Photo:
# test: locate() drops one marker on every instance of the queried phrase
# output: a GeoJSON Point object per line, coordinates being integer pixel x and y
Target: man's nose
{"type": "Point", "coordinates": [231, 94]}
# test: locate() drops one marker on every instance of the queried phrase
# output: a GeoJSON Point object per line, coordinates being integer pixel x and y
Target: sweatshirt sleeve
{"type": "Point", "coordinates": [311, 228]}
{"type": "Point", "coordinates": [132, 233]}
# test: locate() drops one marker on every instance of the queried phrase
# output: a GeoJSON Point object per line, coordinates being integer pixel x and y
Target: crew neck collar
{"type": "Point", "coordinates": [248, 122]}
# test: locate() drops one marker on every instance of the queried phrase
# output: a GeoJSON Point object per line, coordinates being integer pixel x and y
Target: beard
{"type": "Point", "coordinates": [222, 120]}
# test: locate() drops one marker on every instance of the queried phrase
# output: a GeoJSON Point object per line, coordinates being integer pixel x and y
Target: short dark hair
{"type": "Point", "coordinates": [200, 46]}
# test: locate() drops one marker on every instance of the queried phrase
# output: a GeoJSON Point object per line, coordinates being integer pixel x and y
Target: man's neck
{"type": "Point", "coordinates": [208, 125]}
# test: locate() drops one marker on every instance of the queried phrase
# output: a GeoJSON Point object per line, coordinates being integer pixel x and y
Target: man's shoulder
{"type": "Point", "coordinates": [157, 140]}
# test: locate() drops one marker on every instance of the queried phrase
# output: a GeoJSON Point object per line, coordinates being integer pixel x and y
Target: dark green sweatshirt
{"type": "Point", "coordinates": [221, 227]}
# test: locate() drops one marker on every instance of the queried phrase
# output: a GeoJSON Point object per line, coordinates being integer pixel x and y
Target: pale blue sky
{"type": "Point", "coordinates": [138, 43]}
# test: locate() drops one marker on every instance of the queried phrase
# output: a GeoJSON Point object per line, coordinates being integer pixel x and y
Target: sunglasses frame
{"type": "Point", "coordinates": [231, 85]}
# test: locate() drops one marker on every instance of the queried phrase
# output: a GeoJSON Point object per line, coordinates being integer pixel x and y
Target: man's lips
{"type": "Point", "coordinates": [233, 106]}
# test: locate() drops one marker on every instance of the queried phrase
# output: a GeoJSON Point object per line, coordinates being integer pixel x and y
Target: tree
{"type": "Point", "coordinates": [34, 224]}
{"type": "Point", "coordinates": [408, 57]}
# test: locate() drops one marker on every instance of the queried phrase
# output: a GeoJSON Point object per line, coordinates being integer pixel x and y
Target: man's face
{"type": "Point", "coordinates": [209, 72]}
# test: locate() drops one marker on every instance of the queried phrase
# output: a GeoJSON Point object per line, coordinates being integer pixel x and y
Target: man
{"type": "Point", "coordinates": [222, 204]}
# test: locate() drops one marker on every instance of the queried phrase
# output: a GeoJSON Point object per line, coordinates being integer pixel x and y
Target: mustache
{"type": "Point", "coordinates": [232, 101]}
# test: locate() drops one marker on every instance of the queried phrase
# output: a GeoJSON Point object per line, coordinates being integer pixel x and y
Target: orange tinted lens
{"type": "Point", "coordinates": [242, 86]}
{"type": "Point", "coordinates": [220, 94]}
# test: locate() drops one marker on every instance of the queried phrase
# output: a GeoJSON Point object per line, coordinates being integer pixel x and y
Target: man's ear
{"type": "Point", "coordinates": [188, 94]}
▬▬▬▬▬▬
» **WORK TO COMPLETE**
Print out every entry, keeping each one exact.

» **EXERCISE OUTPUT**
Photo:
# test: locate() drops one marker on every instance of the queried phrase
# output: a GeoJSON Point object per line, coordinates being integer pixel x and y
Target: man's nose
{"type": "Point", "coordinates": [231, 94]}
# test: locate() drops one marker on every instance of the queried phrase
# output: a GeoJSON Point object per line, coordinates being integer pixel x and y
Target: sweatshirt sleeve
{"type": "Point", "coordinates": [311, 228]}
{"type": "Point", "coordinates": [132, 233]}
# test: locate() drops one marker on every instance of the queried phrase
# output: a GeoJSON Point object per line, coordinates being integer pixel x and y
Target: crew neck collar
{"type": "Point", "coordinates": [248, 122]}
# test: locate() drops one marker on every instance of the queried phrase
# output: a GeoJSON Point object per line, coordinates being integer pixel x and y
Target: beard
{"type": "Point", "coordinates": [222, 120]}
# test: locate() drops one marker on every instance of the queried phrase
# output: a GeoJSON Point object per line, coordinates being integer pixel x and y
Target: short dark hair
{"type": "Point", "coordinates": [200, 46]}
# test: locate() drops one marker on every instance of the queried phrase
# output: a GeoJSON Point object per line, coordinates being integer pixel x and y
Target: man's neck
{"type": "Point", "coordinates": [208, 125]}
# test: locate() drops one marker on every instance of the queried phrase
# output: a GeoJSON Point object per line, coordinates being integer pixel x and y
Target: man's shoulder
{"type": "Point", "coordinates": [157, 140]}
# test: locate() drops one marker on every instance of the queried phrase
# output: a GeoJSON Point object per line, coordinates being integer pixel x and y
Target: dark green sweatshirt
{"type": "Point", "coordinates": [221, 227]}
# test: locate() drops one marker on every instance of the queried phrase
# output: a GeoJSON Point object per line, coordinates being integer pixel x and y
Target: pale blue sky
{"type": "Point", "coordinates": [138, 43]}
# test: locate() drops one marker on every instance of the queried phrase
# output: a GeoJSON Point object per line, coordinates being integer pixel x and y
Target: sunglasses frame
{"type": "Point", "coordinates": [231, 85]}
# test: locate() drops one marker on every instance of the queried phrase
# output: a GeoJSON Point object per line, coordinates being integer pixel x and y
Target: man's lips
{"type": "Point", "coordinates": [233, 106]}
# test: locate() drops one marker on every instance of the queried phrase
# output: a GeoJSON Point object per line, coordinates being integer pixel x and y
Target: tree
{"type": "Point", "coordinates": [34, 224]}
{"type": "Point", "coordinates": [408, 57]}
# test: locate() drops one marker on every instance of the queried phrase
# output: a GeoJSON Point object per line, coordinates being integer pixel x and y
Target: man's face
{"type": "Point", "coordinates": [209, 72]}
# test: locate() drops one marker on every instance of the queried phrase
# output: a GeoJSON Point object per line, coordinates being integer pixel x and y
Target: man
{"type": "Point", "coordinates": [222, 204]}
# test: locate() drops one marker on every instance of the queried phrase
# output: a GeoJSON Point object per line, coordinates being integer pixel x and y
Target: mustache
{"type": "Point", "coordinates": [232, 101]}
# test: locate() drops one marker on every instance of the queried phrase
# output: a GeoJSON Point object per line, coordinates being integer pixel x and y
Target: orange tinted lens
{"type": "Point", "coordinates": [242, 86]}
{"type": "Point", "coordinates": [220, 94]}
# test: locate() drops one marker on every instance of the queried phrase
# output: a GeoJSON Point object per line, coordinates being integer pixel x and y
Target: man's ear
{"type": "Point", "coordinates": [188, 94]}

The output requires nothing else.